[Saved entries]
#####
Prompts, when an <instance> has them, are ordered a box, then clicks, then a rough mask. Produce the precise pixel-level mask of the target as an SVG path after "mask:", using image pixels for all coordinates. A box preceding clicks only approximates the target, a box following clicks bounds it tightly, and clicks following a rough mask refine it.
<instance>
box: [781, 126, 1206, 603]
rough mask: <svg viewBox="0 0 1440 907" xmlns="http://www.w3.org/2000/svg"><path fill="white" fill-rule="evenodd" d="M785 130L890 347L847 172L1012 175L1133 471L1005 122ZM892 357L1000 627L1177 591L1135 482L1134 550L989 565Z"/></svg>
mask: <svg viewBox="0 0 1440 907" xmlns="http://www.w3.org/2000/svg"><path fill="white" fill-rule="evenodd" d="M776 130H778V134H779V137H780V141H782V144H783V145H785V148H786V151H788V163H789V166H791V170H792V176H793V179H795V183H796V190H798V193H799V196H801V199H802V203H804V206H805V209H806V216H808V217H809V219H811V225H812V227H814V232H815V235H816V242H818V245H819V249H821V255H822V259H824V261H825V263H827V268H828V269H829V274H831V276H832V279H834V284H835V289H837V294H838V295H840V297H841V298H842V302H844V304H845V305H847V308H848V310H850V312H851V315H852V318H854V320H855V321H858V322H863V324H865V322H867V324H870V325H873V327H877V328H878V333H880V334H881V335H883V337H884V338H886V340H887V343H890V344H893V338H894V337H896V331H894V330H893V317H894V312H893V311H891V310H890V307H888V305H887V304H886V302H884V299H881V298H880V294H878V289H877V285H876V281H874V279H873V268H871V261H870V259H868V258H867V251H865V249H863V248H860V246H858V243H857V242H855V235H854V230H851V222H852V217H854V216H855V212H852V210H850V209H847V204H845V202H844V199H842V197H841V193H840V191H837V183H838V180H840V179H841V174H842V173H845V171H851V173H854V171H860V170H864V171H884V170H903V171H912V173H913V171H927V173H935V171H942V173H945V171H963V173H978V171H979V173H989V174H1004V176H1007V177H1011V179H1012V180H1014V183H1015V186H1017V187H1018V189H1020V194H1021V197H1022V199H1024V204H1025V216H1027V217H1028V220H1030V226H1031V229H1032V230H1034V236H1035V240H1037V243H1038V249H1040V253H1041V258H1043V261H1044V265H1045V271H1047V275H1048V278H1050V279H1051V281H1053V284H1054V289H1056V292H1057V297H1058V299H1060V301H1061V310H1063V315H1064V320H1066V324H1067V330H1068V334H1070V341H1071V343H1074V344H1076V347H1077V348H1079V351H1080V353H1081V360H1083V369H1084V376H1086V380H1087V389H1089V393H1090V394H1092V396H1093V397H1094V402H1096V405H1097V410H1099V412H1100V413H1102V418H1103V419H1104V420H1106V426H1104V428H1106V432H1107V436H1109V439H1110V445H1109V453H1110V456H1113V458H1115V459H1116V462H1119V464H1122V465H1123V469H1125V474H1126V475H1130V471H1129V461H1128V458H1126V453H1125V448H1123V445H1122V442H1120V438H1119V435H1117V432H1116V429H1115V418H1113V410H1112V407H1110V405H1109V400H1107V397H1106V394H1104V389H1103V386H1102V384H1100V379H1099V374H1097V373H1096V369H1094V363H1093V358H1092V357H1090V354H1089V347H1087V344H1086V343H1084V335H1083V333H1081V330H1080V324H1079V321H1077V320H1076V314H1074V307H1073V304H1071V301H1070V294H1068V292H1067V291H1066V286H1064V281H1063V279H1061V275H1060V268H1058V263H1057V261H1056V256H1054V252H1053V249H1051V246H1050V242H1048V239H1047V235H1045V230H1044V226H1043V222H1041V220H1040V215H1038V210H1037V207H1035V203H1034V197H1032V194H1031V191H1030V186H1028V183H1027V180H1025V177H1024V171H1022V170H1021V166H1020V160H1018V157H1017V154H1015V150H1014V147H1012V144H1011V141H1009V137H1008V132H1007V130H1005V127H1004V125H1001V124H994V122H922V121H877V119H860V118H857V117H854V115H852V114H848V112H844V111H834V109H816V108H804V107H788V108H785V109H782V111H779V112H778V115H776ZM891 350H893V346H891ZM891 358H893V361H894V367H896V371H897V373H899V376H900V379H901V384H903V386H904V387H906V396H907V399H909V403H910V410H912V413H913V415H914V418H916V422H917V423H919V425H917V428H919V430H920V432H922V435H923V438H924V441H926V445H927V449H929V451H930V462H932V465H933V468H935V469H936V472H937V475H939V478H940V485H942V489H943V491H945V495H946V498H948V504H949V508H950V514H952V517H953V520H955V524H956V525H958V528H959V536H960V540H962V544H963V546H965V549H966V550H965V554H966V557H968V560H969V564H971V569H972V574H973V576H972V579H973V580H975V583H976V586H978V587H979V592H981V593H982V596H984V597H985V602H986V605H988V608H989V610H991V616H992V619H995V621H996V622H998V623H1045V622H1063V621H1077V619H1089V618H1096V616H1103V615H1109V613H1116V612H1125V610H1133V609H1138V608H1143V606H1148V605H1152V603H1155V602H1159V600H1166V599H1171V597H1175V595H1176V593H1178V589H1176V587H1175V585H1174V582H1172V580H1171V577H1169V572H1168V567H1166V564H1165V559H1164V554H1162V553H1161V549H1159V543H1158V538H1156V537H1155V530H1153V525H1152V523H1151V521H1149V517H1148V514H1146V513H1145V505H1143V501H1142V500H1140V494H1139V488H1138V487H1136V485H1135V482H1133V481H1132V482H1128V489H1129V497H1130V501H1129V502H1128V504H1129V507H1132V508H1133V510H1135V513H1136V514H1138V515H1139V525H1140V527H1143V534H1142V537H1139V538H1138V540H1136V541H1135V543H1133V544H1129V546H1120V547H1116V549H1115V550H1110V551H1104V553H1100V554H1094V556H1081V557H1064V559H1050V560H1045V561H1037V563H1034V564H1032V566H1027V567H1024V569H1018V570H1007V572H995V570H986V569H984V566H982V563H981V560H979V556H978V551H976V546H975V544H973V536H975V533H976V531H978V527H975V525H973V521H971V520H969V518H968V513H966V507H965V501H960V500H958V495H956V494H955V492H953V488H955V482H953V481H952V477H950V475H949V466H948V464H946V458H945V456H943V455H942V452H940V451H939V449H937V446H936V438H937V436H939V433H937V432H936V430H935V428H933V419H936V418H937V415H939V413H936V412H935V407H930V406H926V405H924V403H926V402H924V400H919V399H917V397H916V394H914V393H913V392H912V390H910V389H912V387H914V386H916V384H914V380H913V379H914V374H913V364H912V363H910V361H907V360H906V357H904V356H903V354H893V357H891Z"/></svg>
#####
§ ABOUT THIS TASK
Your reply should be all of the data, returned exactly.

§ ANSWER AREA
Prompts, when an <instance> has them, are ordered a box, then clicks, then a rough mask. Produce the precise pixel-level mask of the target as an SVG path after "mask:", using image pixels for all coordinates. A box preceding clicks only approximates the target, a box following clicks bounds it tightly, and clicks following a rough mask refine it.
<instance>
box: [781, 126, 1206, 603]
rough mask: <svg viewBox="0 0 1440 907" xmlns="http://www.w3.org/2000/svg"><path fill="white" fill-rule="evenodd" d="M785 130L890 347L847 172L1012 175L1133 471L1005 122ZM892 357L1000 627L1177 591L1135 482L1134 550L989 565Z"/></svg>
mask: <svg viewBox="0 0 1440 907" xmlns="http://www.w3.org/2000/svg"><path fill="white" fill-rule="evenodd" d="M776 130H778V134H779V137H780V141H782V144H783V145H785V148H786V151H788V163H789V166H791V170H792V176H793V179H795V183H796V190H798V193H799V196H801V199H802V203H804V206H805V209H806V216H808V217H809V219H811V225H812V227H814V232H815V235H816V242H818V245H819V249H821V255H822V259H824V261H825V263H827V268H828V269H829V274H831V276H832V279H834V284H835V289H837V294H838V295H840V297H841V298H842V302H844V304H845V305H847V308H848V310H850V312H851V315H852V318H854V320H855V321H858V322H863V324H865V322H867V324H870V325H873V327H877V328H878V333H880V334H881V335H883V337H884V338H886V340H887V343H890V344H893V338H894V337H896V331H894V330H893V317H894V312H893V311H891V310H890V307H888V305H887V304H886V302H884V299H881V298H880V294H878V289H877V285H876V281H874V279H873V268H871V261H870V259H868V258H867V251H865V249H863V248H860V246H858V243H857V242H855V235H854V230H851V222H852V217H854V216H855V212H852V210H850V209H847V204H845V202H844V199H842V197H841V193H840V191H837V183H838V180H840V179H841V174H842V173H845V171H851V173H854V171H860V170H864V171H884V170H903V171H912V173H913V171H927V173H935V171H942V173H945V171H963V173H978V171H979V173H989V174H1004V176H1007V177H1011V179H1012V180H1014V183H1015V186H1017V187H1018V189H1020V194H1021V197H1022V199H1024V204H1025V216H1027V217H1028V220H1030V226H1031V229H1032V230H1034V236H1035V240H1037V243H1038V249H1040V253H1041V258H1043V261H1044V265H1045V271H1047V275H1048V278H1050V279H1051V281H1053V284H1054V289H1056V292H1057V297H1058V299H1060V301H1061V310H1063V315H1064V320H1066V324H1067V330H1068V334H1070V341H1071V343H1074V344H1076V347H1077V348H1079V351H1080V353H1081V360H1083V369H1084V376H1086V380H1087V389H1089V393H1090V394H1092V396H1093V397H1094V402H1096V405H1097V410H1099V412H1100V413H1102V418H1103V419H1104V420H1106V426H1104V428H1106V432H1107V436H1109V439H1110V445H1109V453H1110V456H1113V458H1115V459H1116V462H1119V464H1122V465H1123V469H1125V474H1126V475H1130V471H1129V461H1128V458H1126V453H1125V448H1123V445H1122V442H1120V438H1119V435H1117V432H1116V429H1115V418H1113V410H1112V407H1110V405H1109V400H1107V397H1106V394H1104V389H1103V386H1102V384H1100V379H1099V374H1097V373H1096V369H1094V363H1093V358H1092V357H1090V354H1089V347H1087V344H1086V343H1084V335H1083V333H1081V330H1080V324H1079V321H1077V320H1076V314H1074V307H1073V304H1071V301H1070V294H1068V292H1067V291H1066V286H1064V281H1063V279H1061V275H1060V268H1058V263H1057V261H1056V256H1054V252H1053V249H1051V246H1050V242H1048V239H1047V235H1045V230H1044V226H1043V222H1041V220H1040V215H1038V210H1037V207H1035V203H1034V197H1032V194H1031V191H1030V186H1028V183H1027V180H1025V177H1024V171H1022V170H1021V166H1020V160H1018V157H1017V154H1015V150H1014V147H1012V144H1011V141H1009V137H1008V132H1007V130H1005V127H1004V125H1001V124H994V122H922V121H877V119H860V118H857V117H854V115H852V114H848V112H844V111H834V109H816V108H804V107H788V108H785V109H782V111H779V112H778V115H776ZM891 350H893V346H891ZM891 358H893V361H894V367H896V371H897V373H899V376H900V379H901V384H903V386H904V387H906V396H907V399H909V403H910V410H912V413H913V415H914V418H916V422H917V423H919V425H917V428H919V430H920V432H922V435H923V438H924V441H926V445H927V449H929V451H930V462H932V465H933V468H935V469H936V472H937V475H939V478H940V485H942V489H943V491H945V495H946V498H948V504H949V508H950V514H952V517H953V520H955V524H956V525H958V528H959V536H960V540H962V544H963V546H965V549H966V550H965V554H966V557H968V560H969V564H971V569H972V574H973V576H972V579H973V580H975V583H976V586H978V587H979V592H981V593H982V596H984V597H985V602H986V605H988V608H989V610H991V616H992V619H995V621H996V622H998V623H1045V622H1063V621H1077V619H1089V618H1096V616H1103V615H1109V613H1116V612H1125V610H1133V609H1138V608H1143V606H1148V605H1152V603H1155V602H1159V600H1166V599H1171V597H1175V595H1176V593H1178V589H1176V587H1175V585H1174V582H1172V580H1171V577H1169V572H1168V567H1166V564H1165V559H1164V554H1162V553H1161V549H1159V543H1158V538H1156V537H1155V530H1153V525H1152V523H1151V521H1149V517H1148V514H1146V513H1145V505H1143V501H1142V500H1140V494H1139V488H1138V487H1136V485H1135V482H1133V481H1132V482H1128V489H1129V497H1130V501H1129V502H1128V504H1129V507H1132V508H1133V510H1135V513H1136V514H1138V515H1139V525H1140V527H1143V534H1142V537H1139V538H1138V540H1136V541H1135V543H1133V544H1129V546H1120V547H1116V549H1115V550H1110V551H1104V553H1100V554H1094V556H1081V557H1064V559H1050V560H1045V561H1037V563H1034V564H1032V566H1027V567H1024V569H1018V570H1007V572H995V570H986V569H984V566H982V563H981V560H979V556H978V551H976V546H975V544H973V536H975V533H976V531H978V527H975V525H973V521H971V520H969V518H968V513H966V507H965V501H960V500H958V495H956V494H955V492H953V488H955V482H953V481H952V477H950V475H949V466H948V464H946V458H945V456H943V455H942V452H940V451H939V449H937V446H936V438H937V436H939V433H937V432H936V430H935V428H933V419H936V418H937V415H939V413H936V412H935V407H930V406H926V405H924V403H926V402H924V400H919V399H917V397H916V394H914V393H913V392H912V390H910V389H912V387H914V386H916V384H914V380H913V379H914V374H913V364H912V363H910V361H907V360H906V357H904V356H903V354H893V357H891Z"/></svg>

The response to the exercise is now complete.